Итак, корни близких впоследствии отношений между Вышатой, Яном Вышатичем и летописцами Печорского монастыря — Никоном, Иоанном и Нестором — восходят еще к тмутараканскому периоду жизни Никона. Здесь, в Тмутаракани, в 1064— 1066 гг. отец Яна — Вышата сообщал Никону недостававшие ему новгородские известия. Возможно, впрочем, что многие из внесенных Никоном в свою летопись известий были записаны им позднее, но в целом, надо думать, новгородские известия, встречающиеся в Киевской летописи только до 1074 г., были собраны Никоном приблизительно около этого же времени,

 

125

 

 

Если встреча Никона с Яном Вышатичем произошла в год приезда в Тмутаракань его отца — Выпиты, то это могло бы объяснить и помещение рассказа о ростовских волхвах, начинающегося неопределенным указанием на время «бывши единою скудости в Ростовьстей области», именно под 1064 г., годом встречи Никона и Яна.

 

2

 

Итак, мы можем проследить в Повести временных лет на протяжении пяти поколений судьбу новгородского посадничьего рода, переехавшего в Южную Русь и здесь занявшего видное положение при дворе киевских князей. Добрыня, Константин, Остромир, Вышата, Ян — таковы представители этого рода, сведениями о которых снабдили летописца два последних его представителя. Однако этими именами родовое предание не ограничивалось, оно уходило в глубь времен еще на два поколения, с которыми связан ряд значительнейших эпизодов киевской истории.

 

Глава XIV «Разысканий» А. А. Шахматова — «Мстиша Свенельдич и сказочные предки Владимира Святославича», чрезвычайно ценная по своим материалам и выводам, целиком посвящена отцу и деду Добрыни — Мстише-Люту Свенельдичу и Свенельду. Выводы этой главы «Разысканий» А. А. Шахматова дают важный материал, подтверждающий и обогащающий новыми данными все изложенное нами выше.

Исходные данные

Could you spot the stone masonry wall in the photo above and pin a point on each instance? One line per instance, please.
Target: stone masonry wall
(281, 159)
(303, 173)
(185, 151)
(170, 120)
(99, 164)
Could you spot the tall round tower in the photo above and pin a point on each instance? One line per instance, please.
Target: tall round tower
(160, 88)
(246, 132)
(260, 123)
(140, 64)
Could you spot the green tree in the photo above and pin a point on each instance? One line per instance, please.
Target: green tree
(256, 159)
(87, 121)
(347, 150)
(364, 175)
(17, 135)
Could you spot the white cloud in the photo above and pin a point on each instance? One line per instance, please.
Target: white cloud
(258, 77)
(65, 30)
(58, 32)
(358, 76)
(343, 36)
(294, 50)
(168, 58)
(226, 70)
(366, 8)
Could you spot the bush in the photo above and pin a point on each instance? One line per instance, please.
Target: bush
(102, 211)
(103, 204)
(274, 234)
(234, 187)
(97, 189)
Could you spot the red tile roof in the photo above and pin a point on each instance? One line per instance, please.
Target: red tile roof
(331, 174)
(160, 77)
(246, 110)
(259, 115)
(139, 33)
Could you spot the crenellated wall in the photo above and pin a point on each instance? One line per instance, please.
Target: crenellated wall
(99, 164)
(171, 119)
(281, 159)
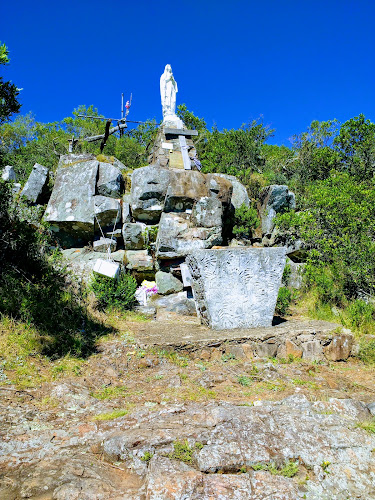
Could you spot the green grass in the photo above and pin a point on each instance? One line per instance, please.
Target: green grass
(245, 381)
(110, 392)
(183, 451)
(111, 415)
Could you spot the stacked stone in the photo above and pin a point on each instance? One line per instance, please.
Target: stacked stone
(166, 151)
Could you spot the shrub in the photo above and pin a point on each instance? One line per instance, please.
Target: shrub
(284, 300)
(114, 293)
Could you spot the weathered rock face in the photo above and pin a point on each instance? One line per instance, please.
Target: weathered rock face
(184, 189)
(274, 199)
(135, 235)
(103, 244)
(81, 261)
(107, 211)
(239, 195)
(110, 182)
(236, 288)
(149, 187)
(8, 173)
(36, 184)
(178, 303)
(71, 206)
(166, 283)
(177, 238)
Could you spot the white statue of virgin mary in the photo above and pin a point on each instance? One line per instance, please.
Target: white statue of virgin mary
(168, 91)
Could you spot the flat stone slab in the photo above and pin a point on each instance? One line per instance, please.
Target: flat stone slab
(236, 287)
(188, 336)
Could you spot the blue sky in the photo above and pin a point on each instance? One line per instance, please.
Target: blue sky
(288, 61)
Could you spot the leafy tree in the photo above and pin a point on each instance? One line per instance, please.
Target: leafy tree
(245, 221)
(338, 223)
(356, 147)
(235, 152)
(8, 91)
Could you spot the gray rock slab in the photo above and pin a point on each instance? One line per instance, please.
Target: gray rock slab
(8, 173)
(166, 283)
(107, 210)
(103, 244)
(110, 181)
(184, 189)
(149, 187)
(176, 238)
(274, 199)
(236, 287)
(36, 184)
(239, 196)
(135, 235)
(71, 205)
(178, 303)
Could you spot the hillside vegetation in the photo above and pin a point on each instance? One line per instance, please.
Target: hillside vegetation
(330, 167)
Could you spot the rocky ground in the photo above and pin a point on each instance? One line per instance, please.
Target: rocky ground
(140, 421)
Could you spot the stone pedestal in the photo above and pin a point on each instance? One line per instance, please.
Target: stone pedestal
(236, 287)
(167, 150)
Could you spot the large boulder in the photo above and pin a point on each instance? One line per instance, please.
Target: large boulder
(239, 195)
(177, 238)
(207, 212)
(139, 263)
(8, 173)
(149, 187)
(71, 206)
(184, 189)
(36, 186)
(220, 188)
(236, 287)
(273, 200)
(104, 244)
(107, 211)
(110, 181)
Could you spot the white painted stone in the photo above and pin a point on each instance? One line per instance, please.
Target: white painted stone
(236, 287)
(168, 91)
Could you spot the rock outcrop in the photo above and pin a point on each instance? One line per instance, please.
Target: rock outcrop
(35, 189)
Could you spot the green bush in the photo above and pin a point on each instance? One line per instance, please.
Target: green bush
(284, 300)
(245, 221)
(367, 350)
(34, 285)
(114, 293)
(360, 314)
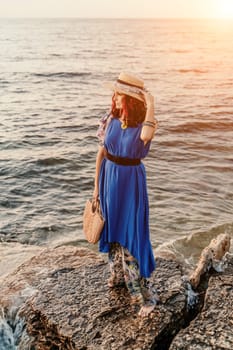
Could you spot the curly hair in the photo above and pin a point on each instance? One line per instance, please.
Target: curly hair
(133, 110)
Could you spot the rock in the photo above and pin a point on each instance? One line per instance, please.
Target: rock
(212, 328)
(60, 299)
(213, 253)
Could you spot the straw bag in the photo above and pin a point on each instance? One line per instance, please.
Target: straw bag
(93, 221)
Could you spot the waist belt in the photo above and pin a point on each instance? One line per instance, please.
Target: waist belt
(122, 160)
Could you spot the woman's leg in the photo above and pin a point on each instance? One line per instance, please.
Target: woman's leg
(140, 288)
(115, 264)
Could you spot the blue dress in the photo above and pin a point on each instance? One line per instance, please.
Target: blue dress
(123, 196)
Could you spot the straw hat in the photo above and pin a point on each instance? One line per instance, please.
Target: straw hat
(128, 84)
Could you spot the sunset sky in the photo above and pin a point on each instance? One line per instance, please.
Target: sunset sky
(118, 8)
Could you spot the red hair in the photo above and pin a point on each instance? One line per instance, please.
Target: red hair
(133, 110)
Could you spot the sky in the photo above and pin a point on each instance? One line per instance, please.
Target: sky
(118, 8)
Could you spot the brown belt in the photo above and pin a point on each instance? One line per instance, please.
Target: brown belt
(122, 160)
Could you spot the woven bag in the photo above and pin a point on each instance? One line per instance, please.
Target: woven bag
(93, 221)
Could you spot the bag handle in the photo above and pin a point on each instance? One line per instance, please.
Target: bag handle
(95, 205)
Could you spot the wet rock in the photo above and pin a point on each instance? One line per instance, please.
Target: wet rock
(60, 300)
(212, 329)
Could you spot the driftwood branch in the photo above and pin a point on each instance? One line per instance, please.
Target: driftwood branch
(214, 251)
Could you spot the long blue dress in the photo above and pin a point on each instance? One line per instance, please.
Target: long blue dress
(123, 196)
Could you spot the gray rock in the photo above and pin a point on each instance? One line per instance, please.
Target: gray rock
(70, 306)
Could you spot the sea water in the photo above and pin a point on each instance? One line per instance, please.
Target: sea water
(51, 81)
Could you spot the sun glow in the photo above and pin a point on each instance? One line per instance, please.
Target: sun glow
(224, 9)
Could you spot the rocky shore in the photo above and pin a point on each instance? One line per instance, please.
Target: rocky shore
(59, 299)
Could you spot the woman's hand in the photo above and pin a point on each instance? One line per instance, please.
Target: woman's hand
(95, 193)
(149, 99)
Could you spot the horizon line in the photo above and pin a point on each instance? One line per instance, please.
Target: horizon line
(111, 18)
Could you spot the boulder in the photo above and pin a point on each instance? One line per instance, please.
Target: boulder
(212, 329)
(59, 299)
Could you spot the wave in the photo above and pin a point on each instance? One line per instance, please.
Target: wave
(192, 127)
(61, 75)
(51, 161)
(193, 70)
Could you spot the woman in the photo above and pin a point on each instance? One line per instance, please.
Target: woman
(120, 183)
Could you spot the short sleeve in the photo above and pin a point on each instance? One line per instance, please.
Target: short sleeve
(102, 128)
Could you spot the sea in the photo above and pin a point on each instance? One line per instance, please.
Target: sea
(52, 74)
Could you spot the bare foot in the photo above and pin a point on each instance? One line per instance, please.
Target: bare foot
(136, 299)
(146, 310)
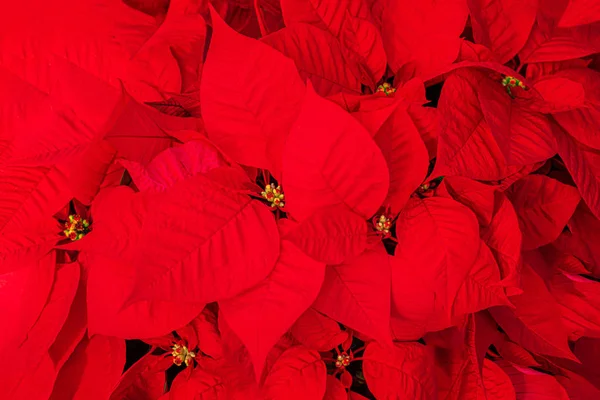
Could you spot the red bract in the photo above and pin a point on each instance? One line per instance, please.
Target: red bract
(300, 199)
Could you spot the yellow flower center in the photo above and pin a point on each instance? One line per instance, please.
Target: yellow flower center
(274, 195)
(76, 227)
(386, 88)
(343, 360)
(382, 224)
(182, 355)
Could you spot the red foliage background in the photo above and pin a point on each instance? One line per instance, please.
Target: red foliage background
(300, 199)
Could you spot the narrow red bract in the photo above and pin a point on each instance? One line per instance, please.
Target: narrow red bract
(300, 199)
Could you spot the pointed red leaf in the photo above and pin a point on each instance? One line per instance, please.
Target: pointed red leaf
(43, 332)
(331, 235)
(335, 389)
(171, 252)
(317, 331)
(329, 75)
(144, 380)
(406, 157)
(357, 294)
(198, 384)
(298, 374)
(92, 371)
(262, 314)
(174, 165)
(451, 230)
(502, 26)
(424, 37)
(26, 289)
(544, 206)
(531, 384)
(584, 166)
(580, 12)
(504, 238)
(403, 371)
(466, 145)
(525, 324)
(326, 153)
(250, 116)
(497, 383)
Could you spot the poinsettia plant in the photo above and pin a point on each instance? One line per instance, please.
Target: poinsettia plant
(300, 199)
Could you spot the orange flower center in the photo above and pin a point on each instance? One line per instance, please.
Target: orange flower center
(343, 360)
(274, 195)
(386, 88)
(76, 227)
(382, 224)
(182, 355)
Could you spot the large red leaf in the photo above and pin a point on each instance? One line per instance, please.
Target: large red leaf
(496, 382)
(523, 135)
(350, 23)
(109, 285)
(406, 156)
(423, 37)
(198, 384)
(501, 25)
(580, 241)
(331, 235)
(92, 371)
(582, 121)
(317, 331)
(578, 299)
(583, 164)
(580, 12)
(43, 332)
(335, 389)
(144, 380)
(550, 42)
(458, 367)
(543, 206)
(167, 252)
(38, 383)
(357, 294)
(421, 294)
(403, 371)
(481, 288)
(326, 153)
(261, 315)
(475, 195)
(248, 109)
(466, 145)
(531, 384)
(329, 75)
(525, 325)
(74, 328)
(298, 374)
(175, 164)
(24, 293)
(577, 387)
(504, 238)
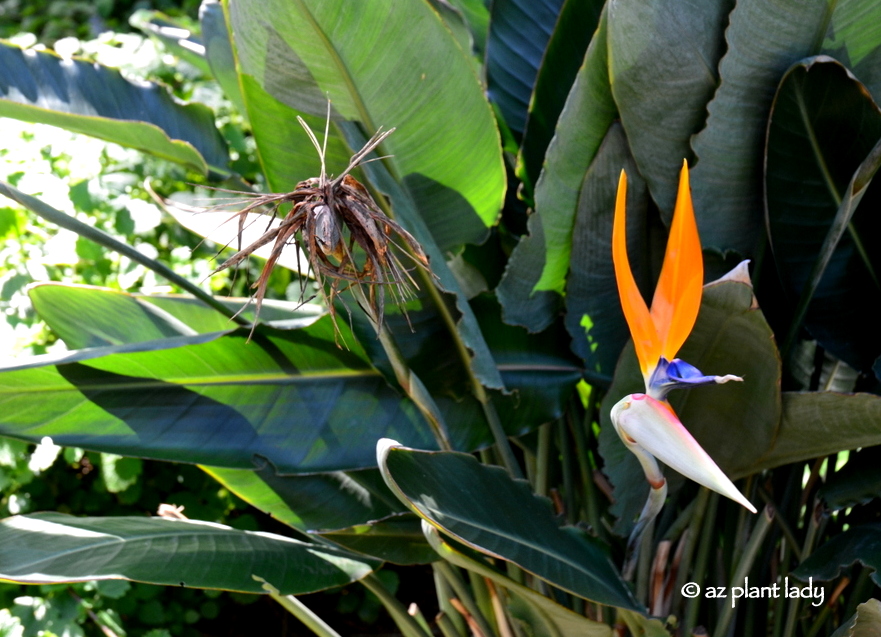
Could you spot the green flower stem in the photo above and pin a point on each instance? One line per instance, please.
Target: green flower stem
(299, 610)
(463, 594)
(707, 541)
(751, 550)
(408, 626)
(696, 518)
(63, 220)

Что предстоит сделать
1 > Обновите текст о роде Вышаты: перепишите его, начиная со слов «Итак, корни близких» и продолжая вплоть до слов «Никона и Яна.», и замените в нем «летописцами» на «книжниками».
2 > Продолжите текст о роде Вышаты и печорских летописцах с того места, где он заканчивается.

Ответы к заданиям
1 >
Итак, корни близких впоследствии отношений между Вышатой, Яном Вышатичем и книжниками Печорского монастыря — Никоном, Иоанном и Нестором — восходят еще к тмутараканскому периоду жизни Никона. Здесь, в Тмутаракани, в 1064— 1066 гг. отец Яна — Вышата сообщал Никону недостававшие ему новгородские известия. Возможно, впрочем, что многие из внесенных Никоном в свою летопись известий были записаны им позднее, но в целом, надо думать, новгородские известия, встречающиеся в Киевской летописи только до 1074 г., были собраны Никоном приблизительно около этого же времени,

 

125

 

 

Если встреча Никона с Яном Вышатичем произошла в год приезда в Тмутаракань его отца — Выпиты, то это могло бы объяснить и помещение рассказа о ростовских волхвах, начинающегося неопределенным указанием на время «бывши единою скудости в Ростовьстей области», именно под 1064 г., годом встречи Никона и Яна.

2 >
В своем исследовании А. А. Шахматов пришел к выводу о резком расхождении между Древнейшим Киевским сводом 1039 г. и Начальным Киево-Печерским сводом 1095 г. в сведениях о Мстише-Люте и Свенельде. В обоих этих сводах отразились два различных ряда исторических преданий о Свенельде и его сыне.

 

Первоначальный вариант исторических преданий о Свенельде тесно связывал имя Свенельда с убийством Игоря. Игорь дал Свенельду право сбора дани в Деревской земле. По-видимому, в Древнейшем своде читалось об Игоре: «И бе у него воевода именьмь Свенельд. И иде Игорь. . . И примучи Угличе и възложи на ня дань и въдасть Свенельду; и дасть же дань деревьскую Свенельду; и имаше по чьрне куне от дыма. И реша дружина Игореви: се дал еси единому мужеви мъного; отроци Свенельжи изоделися суть оружием и пърты, а мы нази» и т. д. [27]

 

Побуждаемый ропотом дружины, Игорь идет походом в Деревскую землю. Свенельд не отказывается от прав на деревскую дань. Игорева дружина сражается с дружиной Свенельда и подданными Свенельда — древлянами. В произошедшем столкновении Игорь убит сыном Свенельда — Мстиславом Лютым. [28]

 

Этот ход событий резко изменен в Начальном своде — в том самом своде, к которому восходят, по Шахматову, все новгород-

 

 

27. Разыскания, с. 106 и след.

 

28. Там же, с. 365.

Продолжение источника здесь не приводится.